• [WORK ORDER]: Extend the PyTerrier Generative project description beyond its final line.

• [TEXT SEGMENT]:
BEGIN

PyTerrier Integration for Generative Rankers

These details have been verified by PyPI

Project links

GitHub Statistics

Maintainers

ParryParry

These details have not been verified by PyPI

Operating System
- OS Independent
Programming Language
- Python
Topic
- Text Processing
- Text Processing :: Indexing

Project description

🤖 PyTerrier Generative

Generative listwise ranking with PyTerrier. PyTerrier Generative supports the use of generative rankers and list-wise algorithms.

📘 Overview

PyTerrier Generative provides:

Pre-configured rankers: RankZephyr, RankVicuna, RankGPT, LiT5.
Flexible algorithms: Sliding window, single window, top-down partitioning, setwise.
Efficient batching: Automatic batching of ranking windows.
Customizable prompts: Jinja2 templates or Python callables.
Multiple backends: vLLM, HuggingFace Transformers, OpenAI.

🚀 Getting Started

Install from PyPI

pip install pyterrier-generative

Install from source

git clone https://github.com/Parry-Parry/pyterrier-generative.git
cd pyterrier-generative
pip install -e .

Quick Example

import pyterrier as pt
from pyterrier_generative import RankZephyr

pt.init()

# Create ranker
ranker = RankZephyr.v1(window_size=20)

# Use in pipeline
pipeline = pt.BatchRetrieve(index) % 100 >> ranker
results = pipeline.search("machine learning")

🎯 Pre-configured Rankers

RankZephyr

from pyterrier_generative import RankZephyr

# Use default variant
ranker = RankZephyr(window_size=20)

# Or specify algorithm and parameters
ranker = RankZephyr(
    algorithm=Algorithm.SLIDING_WINDOW,
    window_size=20,
    stride=10
)

Variants: v1 → castorini/rank_zephyr_7b_v1_full Backend: vLLM (default), HuggingFace

RankVicuna

from pyterrier_generative import RankVicuna

ranker = RankVicuna(window_size=20)

Variants: v1 → castorini/rank_vicuna_7b_v1 Backend: vLLM (default), HuggingFace

RankGPT

from pyterrier_generative import RankGPT

# Use GPT-3.5 (default)
ranker = RankGPT.gpt35(api_key="sk-...")

# Or GPT-4
ranker = RankGPT.gpt4(api_key="sk-...")

Variants: gpt35, gpt35_16k, gpt4, gpt4_turbo Backend: OpenAI

LiT5

from pyterrier_generative import LiT5

ranker = LiT5(
    model_path='castorini/LiT5-Distill-large',
    window_size=20
)

END

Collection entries
BEGIN

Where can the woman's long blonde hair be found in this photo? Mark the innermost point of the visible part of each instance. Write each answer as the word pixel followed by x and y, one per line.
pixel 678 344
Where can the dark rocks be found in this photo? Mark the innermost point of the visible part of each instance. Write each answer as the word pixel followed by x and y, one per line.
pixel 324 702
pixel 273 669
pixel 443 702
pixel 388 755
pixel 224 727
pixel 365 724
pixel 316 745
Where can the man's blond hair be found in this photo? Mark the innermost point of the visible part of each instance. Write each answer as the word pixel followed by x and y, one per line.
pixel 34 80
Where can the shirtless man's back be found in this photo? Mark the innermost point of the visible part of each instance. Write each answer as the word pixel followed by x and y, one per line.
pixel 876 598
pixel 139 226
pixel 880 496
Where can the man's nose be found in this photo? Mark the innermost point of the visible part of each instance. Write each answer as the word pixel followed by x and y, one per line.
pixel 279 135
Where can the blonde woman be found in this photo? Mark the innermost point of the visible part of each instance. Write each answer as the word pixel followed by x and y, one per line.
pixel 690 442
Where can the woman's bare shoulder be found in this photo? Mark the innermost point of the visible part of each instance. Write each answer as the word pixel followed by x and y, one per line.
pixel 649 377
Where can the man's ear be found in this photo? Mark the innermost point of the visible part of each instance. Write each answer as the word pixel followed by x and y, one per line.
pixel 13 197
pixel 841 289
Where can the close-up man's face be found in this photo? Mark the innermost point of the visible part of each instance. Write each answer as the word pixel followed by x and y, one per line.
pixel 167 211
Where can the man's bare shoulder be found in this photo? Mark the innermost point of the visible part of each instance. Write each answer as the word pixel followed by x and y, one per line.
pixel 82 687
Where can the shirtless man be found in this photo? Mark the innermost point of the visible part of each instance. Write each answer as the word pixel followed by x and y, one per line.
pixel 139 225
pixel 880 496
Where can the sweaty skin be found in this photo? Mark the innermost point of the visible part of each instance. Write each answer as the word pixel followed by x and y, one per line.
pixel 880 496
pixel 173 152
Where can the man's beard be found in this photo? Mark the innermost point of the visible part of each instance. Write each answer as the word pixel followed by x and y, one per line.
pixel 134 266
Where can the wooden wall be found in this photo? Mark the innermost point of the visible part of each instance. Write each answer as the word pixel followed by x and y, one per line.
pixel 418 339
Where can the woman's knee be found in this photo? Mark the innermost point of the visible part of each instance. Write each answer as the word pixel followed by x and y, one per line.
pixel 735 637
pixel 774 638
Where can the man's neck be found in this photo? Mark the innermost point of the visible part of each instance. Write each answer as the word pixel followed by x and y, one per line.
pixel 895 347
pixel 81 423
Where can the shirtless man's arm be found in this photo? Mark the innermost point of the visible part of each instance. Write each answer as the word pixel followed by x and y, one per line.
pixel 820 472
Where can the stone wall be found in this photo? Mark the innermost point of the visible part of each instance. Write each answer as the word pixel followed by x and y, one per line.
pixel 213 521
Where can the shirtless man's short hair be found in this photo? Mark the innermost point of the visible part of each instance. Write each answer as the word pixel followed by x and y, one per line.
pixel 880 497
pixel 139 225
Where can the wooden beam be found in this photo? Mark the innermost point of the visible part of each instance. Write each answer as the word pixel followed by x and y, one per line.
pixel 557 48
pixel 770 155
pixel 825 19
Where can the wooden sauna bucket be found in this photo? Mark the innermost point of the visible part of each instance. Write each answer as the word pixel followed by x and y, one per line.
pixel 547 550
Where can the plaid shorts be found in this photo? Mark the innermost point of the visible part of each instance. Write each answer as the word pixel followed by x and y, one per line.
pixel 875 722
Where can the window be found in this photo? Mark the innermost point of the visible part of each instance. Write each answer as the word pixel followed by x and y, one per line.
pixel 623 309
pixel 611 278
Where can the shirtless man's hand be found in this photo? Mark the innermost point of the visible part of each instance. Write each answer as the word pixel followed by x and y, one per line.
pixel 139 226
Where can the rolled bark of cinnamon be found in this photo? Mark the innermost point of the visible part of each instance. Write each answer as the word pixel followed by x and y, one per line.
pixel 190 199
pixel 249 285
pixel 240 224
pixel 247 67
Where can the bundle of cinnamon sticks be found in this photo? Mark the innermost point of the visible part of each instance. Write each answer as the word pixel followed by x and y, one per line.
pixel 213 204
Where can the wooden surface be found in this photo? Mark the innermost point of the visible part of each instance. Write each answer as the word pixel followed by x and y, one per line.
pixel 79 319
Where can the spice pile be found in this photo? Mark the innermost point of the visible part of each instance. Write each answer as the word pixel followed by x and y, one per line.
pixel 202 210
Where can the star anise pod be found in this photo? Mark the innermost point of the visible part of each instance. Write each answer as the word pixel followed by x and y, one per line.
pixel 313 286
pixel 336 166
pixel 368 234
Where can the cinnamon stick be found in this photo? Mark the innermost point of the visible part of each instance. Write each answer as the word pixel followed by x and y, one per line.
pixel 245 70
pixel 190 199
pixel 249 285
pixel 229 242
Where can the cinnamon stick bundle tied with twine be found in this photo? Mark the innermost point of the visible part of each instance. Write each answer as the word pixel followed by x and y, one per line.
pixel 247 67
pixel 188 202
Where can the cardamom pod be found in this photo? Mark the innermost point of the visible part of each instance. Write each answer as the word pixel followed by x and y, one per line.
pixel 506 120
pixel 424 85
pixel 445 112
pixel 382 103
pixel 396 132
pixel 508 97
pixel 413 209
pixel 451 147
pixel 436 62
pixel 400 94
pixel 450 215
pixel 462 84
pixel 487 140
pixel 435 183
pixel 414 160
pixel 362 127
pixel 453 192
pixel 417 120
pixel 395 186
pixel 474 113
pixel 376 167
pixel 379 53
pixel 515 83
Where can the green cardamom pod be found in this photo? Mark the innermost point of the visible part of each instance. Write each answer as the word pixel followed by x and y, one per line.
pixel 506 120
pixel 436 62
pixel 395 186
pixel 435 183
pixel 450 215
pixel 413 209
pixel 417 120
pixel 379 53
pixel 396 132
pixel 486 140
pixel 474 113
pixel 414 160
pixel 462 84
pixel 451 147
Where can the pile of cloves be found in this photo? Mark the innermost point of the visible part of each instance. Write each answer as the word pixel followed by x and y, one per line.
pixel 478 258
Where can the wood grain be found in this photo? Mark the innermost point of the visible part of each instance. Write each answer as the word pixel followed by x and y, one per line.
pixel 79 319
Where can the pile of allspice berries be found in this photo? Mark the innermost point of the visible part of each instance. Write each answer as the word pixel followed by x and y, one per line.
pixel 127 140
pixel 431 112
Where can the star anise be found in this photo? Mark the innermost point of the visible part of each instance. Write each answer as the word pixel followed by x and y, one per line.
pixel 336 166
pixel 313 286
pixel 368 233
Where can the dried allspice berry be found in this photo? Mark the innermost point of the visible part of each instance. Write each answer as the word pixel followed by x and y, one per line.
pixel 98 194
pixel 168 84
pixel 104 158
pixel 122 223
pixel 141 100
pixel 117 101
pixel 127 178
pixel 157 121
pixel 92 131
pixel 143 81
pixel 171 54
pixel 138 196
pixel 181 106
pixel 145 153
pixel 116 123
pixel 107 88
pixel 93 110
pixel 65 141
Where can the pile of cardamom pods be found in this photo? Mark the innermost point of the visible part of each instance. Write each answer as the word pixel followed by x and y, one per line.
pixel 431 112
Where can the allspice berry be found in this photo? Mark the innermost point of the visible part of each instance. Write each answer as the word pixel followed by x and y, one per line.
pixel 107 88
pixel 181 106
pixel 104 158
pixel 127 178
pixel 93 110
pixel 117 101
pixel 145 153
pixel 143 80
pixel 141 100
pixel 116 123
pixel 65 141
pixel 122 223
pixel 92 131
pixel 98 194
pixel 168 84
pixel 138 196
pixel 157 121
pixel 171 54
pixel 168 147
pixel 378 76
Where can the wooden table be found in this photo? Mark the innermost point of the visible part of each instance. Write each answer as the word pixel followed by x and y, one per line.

END

• [RESULT OF THE EXERCISE]:
Architecture: Fusion-in-Decoder (FiD) Backend: PyTerrier-T5

⚙️ Custom Rankers

Build your own ranker with custom prompts and backends, you can find more details on backends in PyTerrier RAG:

from pyterrier_generative import GenerativeRanker, Algorithm
from pyterrier_rag.backend.vllm import VLLMBackend

# Create custom backend
backend = VLLMBackend(
    model_id="meta-llama/Llama-3-8B-Instruct",
    max_new_tokens=100
)

# Custom Jinja2 prompt
prompt = """
Rank these passages for: {{ query }}

{% for p in passages %}
[{{ loop.index }}] {{ p }}
{% endfor %}

Ranking:
"""

# Create ranker
ranker = GenerativeRanker(
    model=backend,
    prompt=prompt,
    algorithm=Algorithm.SLIDING_WINDOW,
    window_size=20,
    stride=10
)

🔄 Ranking Algorithms

Sliding Window

Processes documents in overlapping windows, refining rankings iteratively.

ranker = RankZephyr(
    algorithm=Algorithm.SLIDING_WINDOW,
    window_size=20,   # Documents per window
    stride=10         # Window overlap
)

Best for: Exhaustive Search Complexity: O(n/stride) windows

Top-Down Partitioning

Recursively partitions documents around pivot elements.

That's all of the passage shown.